Input for this task:

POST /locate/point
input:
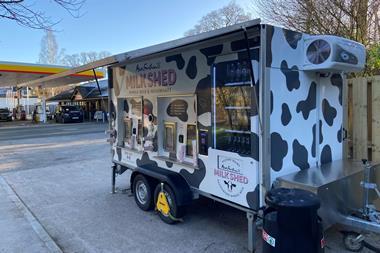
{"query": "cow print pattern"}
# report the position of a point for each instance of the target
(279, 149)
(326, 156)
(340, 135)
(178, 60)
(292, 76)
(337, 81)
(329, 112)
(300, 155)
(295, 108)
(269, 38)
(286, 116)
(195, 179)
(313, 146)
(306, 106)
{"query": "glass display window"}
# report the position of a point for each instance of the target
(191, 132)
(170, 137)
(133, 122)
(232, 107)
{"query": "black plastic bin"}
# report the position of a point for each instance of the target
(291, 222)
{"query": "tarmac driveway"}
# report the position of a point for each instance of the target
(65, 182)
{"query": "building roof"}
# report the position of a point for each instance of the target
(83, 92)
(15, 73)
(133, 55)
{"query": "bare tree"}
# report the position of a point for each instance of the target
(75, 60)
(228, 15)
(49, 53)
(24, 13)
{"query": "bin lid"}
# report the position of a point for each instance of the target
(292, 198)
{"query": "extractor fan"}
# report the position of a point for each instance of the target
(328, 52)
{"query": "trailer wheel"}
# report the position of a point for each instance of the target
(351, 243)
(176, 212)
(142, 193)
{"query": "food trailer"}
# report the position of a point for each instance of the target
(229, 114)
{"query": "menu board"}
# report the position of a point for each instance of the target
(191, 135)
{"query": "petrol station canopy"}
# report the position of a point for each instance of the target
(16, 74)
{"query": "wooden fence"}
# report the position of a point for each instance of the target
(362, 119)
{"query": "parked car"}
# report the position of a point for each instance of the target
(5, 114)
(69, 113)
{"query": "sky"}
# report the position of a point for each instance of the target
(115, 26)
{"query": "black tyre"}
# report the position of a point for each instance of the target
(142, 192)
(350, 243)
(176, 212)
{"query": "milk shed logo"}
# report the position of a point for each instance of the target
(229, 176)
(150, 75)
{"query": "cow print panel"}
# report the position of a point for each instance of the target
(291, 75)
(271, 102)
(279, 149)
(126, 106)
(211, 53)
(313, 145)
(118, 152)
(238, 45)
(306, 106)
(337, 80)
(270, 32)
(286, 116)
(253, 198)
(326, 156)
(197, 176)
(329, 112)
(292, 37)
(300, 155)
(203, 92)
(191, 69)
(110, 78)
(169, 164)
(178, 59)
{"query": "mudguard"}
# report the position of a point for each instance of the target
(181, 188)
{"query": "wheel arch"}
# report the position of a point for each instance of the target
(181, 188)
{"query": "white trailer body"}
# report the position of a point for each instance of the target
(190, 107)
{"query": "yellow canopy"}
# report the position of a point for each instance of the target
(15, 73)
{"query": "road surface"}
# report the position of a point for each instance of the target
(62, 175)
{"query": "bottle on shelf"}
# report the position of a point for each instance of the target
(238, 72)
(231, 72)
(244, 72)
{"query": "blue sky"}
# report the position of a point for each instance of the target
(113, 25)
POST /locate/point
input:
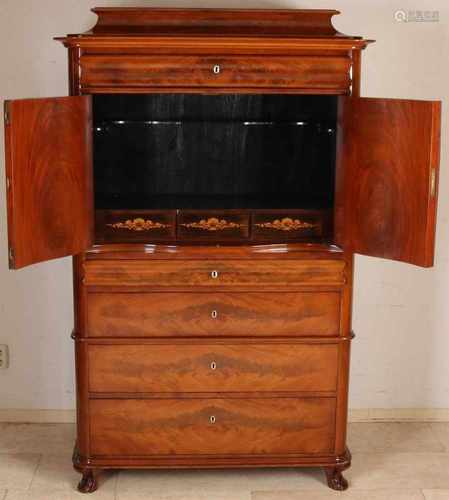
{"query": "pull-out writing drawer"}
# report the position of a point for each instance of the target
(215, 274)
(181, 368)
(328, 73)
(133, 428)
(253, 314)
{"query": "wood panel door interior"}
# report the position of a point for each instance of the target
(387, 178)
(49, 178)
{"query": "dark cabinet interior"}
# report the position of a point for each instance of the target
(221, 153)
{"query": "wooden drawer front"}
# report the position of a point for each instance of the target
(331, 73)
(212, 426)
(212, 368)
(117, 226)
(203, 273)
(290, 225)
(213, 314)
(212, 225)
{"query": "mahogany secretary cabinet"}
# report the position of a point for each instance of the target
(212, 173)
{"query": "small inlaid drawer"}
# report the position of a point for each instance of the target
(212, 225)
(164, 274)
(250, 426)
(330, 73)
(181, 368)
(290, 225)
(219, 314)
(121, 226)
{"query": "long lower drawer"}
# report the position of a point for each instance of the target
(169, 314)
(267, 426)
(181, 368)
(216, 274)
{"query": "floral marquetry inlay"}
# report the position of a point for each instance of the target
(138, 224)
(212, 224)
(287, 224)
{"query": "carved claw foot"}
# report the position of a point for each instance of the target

Written exercise:
Write the full listing out again with every line unchanged, but include no pictures.

Written response:
POST /locate/point
input:
{"query": "cow print pattern"}
# report the position of a point for each instance of the target
(279, 149)
(326, 156)
(340, 135)
(178, 60)
(292, 76)
(337, 81)
(329, 112)
(300, 155)
(295, 108)
(269, 38)
(286, 116)
(195, 179)
(313, 146)
(306, 106)
{"query": "glass display window"}
# report the position of a point for each instance of the target
(191, 132)
(170, 137)
(133, 122)
(232, 107)
{"query": "black plastic bin"}
# report the position of a point for each instance of the target
(291, 222)
{"query": "tarmac driveway"}
# report the position of a point for each instance of the target
(65, 182)
{"query": "building roof"}
# report the position of a point for each instance of the target
(83, 92)
(15, 73)
(133, 55)
{"query": "bare tree"}
# report the position of a point for each instance of the target
(75, 60)
(228, 15)
(49, 53)
(24, 13)
{"query": "bin lid"}
# report the position of a point for each instance of the target
(292, 198)
{"query": "extractor fan"}
# report the position of a point for each instance of the target
(328, 52)
{"query": "trailer wheel"}
# report the position of a point for each instance of the target
(351, 243)
(176, 212)
(142, 193)
{"query": "food trailer"}
# report the position of a point for each instance of the target
(229, 114)
{"query": "menu board"}
# report the position of a point for each instance of the target
(191, 135)
{"query": "petrol station canopy"}
# report the position of a point for each instance of the target
(16, 74)
{"query": "wooden fence"}
# report the position of a point for each instance of the target
(362, 119)
{"query": "parked car"}
# report the position of a point for each instance of the target
(5, 114)
(69, 113)
{"query": "sky"}
# report the position of a point for each instance of the target
(115, 26)
{"query": "black tyre"}
# report the position of a point for each instance of the target
(142, 192)
(350, 243)
(176, 212)
{"query": "milk shed logo"}
# report the position of a point for each instance of the target
(229, 176)
(150, 75)
{"query": "cow print panel"}
# report the position of a point for each instance of the target
(291, 75)
(271, 102)
(279, 149)
(126, 106)
(211, 53)
(313, 145)
(118, 152)
(238, 45)
(306, 106)
(337, 80)
(270, 32)
(286, 116)
(253, 198)
(326, 156)
(197, 176)
(329, 112)
(292, 37)
(300, 155)
(203, 92)
(191, 69)
(110, 78)
(169, 164)
(178, 59)
{"query": "mudguard"}
# report the position of a point for each instance of the target
(181, 188)
{"query": "wheel arch"}
# report the position of a point for each instance of the target
(181, 188)
{"query": "white trailer body"}
# report the position of a point for each instance of the target
(190, 107)
{"query": "yellow canopy"}
# report the position of a point for each instance of the target
(15, 73)
{"query": "road surface"}
# report the position of a point for each instance of the target
(62, 175)
{"query": "bottle on shelf"}
# report the position of a point for each instance of the target
(238, 72)
(231, 72)
(244, 72)
{"query": "blue sky"}
# report the position of a point for each instance of the target
(113, 25)
POST /locate/point
input:
{"query": "pull-out writing drawer"}
# report the position of a point for each instance of the target
(215, 274)
(181, 368)
(328, 73)
(133, 428)
(253, 314)
{"query": "wood panel door interior"}
# report the position of a point for each instance of the target
(387, 178)
(49, 178)
{"query": "dark cabinet interior"}
# report the position of a point for each instance of the target
(221, 153)
{"query": "wooden drawer front"}
# report the position of a point for each instance of the target
(331, 73)
(212, 426)
(212, 368)
(117, 226)
(203, 273)
(290, 225)
(213, 314)
(212, 225)
{"query": "mahogany secretary cabinet"}
# report the position of a point for each instance of the target
(212, 173)
{"query": "small inlaid drawer"}
# report the position of a point for each instance of the target
(212, 225)
(164, 274)
(250, 426)
(330, 73)
(181, 368)
(290, 225)
(219, 314)
(121, 226)
{"query": "long lower drawer"}
# report the position of a point for each instance of the target
(169, 314)
(267, 426)
(181, 368)
(216, 274)
{"query": "floral marquetry inlay"}
# report the position of a point for each instance of the target
(138, 224)
(212, 224)
(287, 224)
{"query": "carved claw foot"}
# report the position of a point for each instance of the target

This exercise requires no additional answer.